_IHRE AUFGABE_: Übertragen Sie aus dem folgenden Artikel über Raymond Moore den Abschnitt, der mit den Worten „Indian Wells/Wien. So“ beginnt, unverändert, und hören Sie nach „zog zufrieden Bilanz.“ auf.

_ARTIKEL_:
▼

Indian Wells/Wien. So manch betagtem Tennisfan ist Raymond Moore wohl ein Begriff. Der Südafrikaner, 69, gewann 1974 den Daviscup, im gleichen Jahr holte er den Doppel-Titel beim Wiener Stadthallenturnier. Gegenwärtig fungiert Moore als Turnierdirektor des 1000er-Events von Indian Wells. Als solcher bat er Sonntagvormittag in der kalifornischen Wüste zum obligatorischen Pressegespräch, Moore plauderte über die Entwicklung des Turniers, infrastrukturelle Verbesserungen auf der Anlage und er zog zufrieden Bilanz.

Alles nahm seinen gewohnten Lauf, als der Funktionär aus Johannesburg auf die WTA, die Vereinigung der Profi-Spielerinnen, angesprochen wurde. „Im nächsten Leben möchte ich jemand aus der WTA sein, weil sie sich nur im Schlepptau der Männer befinden. Sie treffen keine Entscheidungen und sind sehr glücklich“, polterte Moore, um letztlich zum Rundumschlag gegen das weibliche Geschlecht auszuholen. „Wenn ich eine Spielerin wäre, würde ich jeden Abend auf die Knie gehen und Gott dafür danken, dass Roger Federer und Rafael Nadal geboren wurden, weil sie den Sport getragen haben.“

Bei den anwesenden Journalisten herrschte sogleich Verwunderung, über die sozialen Netzwerke verbreiteten sich die Aussagen rasant und lösten eine Welle der Empörung aus. Moores Bemerkungen erscheinen in noch schlechterem Licht, weil in Indian Wells neben dem Herren- auch ein Damenturnier stattfindet. Serena Williams, die im Finale der Weißrussin Viktoria Asarenka 4:6, 4:6 unterlegen war, zeigte sich von den kurz zuvor getätigten, „sehr, sehr, sehr fehlerhaften“ Aussagen Moores schockiert. „Wir Frauen sind einen langen Weg gegangen und sollten niemals vor irgendjemandem auf die Knie fallen“, sagte Williams und fügte hinzu: „Wenn ich Ihnen sagen sollte, wie oft ich täglich von Leuten angesprochen werde, die mir erzählen, dass sie nur Tennis schauen, wenn meine Schwester Venus oder ich spielen – ich könnte Ihnen nicht einmal die genaue Zahl nennen.“

Der Angriff des Novak Djoković

Billie Jean King, Mitbegründerin der WTA-Tour und eine Pionierin im Kampf um Gleichberechtigung, reagiert auf Twitter ebenfalls enttäuscht: „Er (Moore, Anm.) liegt auf so vielen Ebenen falsch. Jeder Spieler, vor allem die Topleute, tragen zu unserem Erfolg bei.“ Moore, sich der Tragweite seiner verbalen Entgleisung langsam bewusst werdend, entschuldigte sich später bei den Spielerinnen und der WTA für seine „irrtümlichen und extrem geschmacklosen“ Kommentare.

Novak Djoković ermahnte Moore in einer ersten Reaktion zur Fairness, dessen Worte seien „politisch nicht korrekt“ gewesen. Doch Djoković, der bei seinem 6:2, 6:0-Finalerfolg über Milos Raonic abermals seine Vormachtstellung untermauerte, sollte an diesem Tag selbst noch in die Schusslinie geraten.

▲

_BEREITGESTELLTES MATERIAL_:
▼

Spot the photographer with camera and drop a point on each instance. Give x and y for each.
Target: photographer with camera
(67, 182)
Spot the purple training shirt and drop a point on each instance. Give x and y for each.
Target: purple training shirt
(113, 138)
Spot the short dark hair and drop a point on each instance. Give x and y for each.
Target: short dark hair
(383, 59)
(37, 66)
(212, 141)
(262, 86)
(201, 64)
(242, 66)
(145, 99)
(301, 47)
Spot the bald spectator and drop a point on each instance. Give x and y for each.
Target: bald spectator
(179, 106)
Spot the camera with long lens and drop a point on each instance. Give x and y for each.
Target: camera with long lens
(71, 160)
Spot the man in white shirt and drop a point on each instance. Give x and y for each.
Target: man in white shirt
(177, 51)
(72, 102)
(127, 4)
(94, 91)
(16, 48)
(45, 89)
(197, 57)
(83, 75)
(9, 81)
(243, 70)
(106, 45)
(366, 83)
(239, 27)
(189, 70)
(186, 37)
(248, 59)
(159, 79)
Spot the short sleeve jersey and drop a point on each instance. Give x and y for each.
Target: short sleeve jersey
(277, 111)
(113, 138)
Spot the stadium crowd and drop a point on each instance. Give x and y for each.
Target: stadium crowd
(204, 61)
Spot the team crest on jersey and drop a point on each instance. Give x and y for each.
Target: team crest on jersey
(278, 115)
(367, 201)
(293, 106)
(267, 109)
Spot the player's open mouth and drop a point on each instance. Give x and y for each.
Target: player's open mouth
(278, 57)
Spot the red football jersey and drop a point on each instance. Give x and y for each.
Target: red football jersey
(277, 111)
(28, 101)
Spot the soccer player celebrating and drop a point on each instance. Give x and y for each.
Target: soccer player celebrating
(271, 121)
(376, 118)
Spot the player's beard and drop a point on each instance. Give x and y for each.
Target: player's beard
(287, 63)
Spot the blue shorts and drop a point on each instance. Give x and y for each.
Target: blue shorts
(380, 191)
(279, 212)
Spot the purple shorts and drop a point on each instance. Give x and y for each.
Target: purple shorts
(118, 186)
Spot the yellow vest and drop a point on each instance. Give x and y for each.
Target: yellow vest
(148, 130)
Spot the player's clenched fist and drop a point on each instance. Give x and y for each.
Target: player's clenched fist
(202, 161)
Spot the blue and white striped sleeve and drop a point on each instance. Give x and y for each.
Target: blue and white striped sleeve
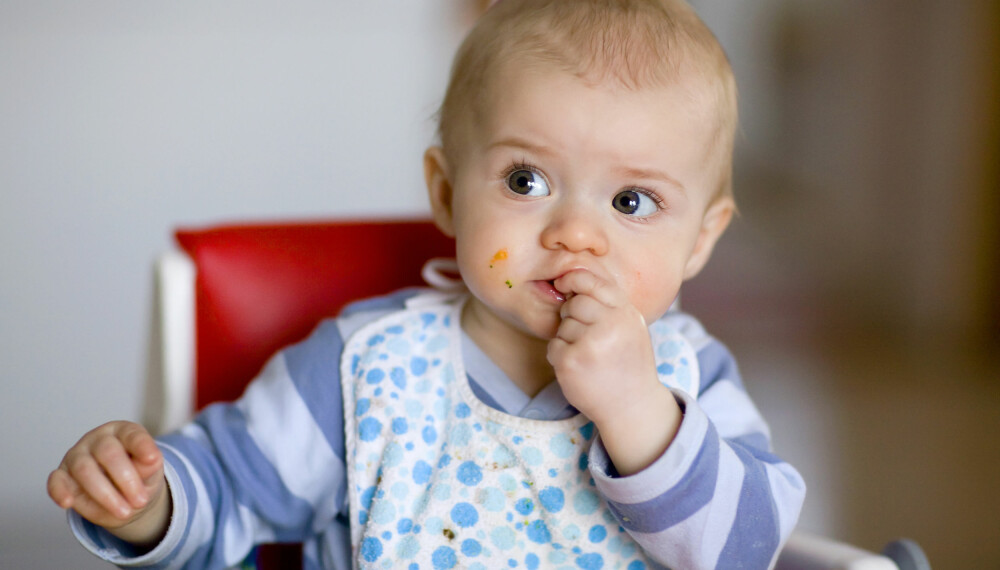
(267, 468)
(717, 497)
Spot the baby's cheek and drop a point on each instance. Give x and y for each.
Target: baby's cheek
(652, 293)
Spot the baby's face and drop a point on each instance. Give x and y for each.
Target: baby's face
(563, 175)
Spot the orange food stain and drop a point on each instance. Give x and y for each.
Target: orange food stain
(500, 255)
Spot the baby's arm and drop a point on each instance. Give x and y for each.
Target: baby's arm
(268, 468)
(114, 478)
(604, 362)
(716, 497)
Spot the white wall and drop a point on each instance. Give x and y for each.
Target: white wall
(120, 120)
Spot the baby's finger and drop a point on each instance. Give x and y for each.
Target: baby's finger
(583, 308)
(62, 488)
(93, 482)
(584, 282)
(571, 330)
(111, 455)
(141, 446)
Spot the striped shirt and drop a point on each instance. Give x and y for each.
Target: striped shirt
(270, 467)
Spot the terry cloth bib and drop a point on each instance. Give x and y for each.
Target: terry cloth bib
(437, 479)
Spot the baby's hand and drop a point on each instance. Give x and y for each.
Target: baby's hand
(602, 353)
(603, 360)
(112, 477)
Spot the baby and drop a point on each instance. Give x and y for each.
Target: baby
(556, 412)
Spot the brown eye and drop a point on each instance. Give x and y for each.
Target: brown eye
(634, 203)
(527, 183)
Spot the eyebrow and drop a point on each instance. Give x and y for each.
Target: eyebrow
(659, 175)
(521, 143)
(626, 172)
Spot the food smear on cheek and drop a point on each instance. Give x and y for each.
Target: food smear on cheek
(499, 256)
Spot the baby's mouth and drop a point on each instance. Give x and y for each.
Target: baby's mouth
(555, 293)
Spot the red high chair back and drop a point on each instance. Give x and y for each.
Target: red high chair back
(259, 287)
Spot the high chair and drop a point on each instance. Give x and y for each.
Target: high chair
(236, 294)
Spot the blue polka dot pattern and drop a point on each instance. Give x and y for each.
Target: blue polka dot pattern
(439, 480)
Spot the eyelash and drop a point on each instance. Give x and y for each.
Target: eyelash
(523, 164)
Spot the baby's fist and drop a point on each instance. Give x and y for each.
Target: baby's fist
(111, 475)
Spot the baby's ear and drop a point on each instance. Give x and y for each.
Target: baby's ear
(713, 224)
(439, 190)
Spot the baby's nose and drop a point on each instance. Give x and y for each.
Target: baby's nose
(576, 229)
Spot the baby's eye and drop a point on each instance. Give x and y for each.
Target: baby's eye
(527, 183)
(635, 203)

▲

_VOLLSTÄNDIGE LÖSUNG_:
Indian Wells/Wien. So manch betagtem Tennisfan ist Raymond Moore wohl ein Begriff. Der Südafrikaner, 69, gewann 1974 den Daviscup, im gleichen Jahr holte er den Doppel-Titel beim Wiener Stadthallenturnier. Gegenwärtig fungiert Moore als Turnierdirektor des 1000er-Events von Indian Wells. Als solcher bat er Sonntagvormittag in der kalifornischen Wüste zum obligatorischen Pressegespräch, Moore plauderte über die Entwicklung des Turniers, infrastrukturelle Verbesserungen auf der Anlage und er zog zufrieden Bilanz.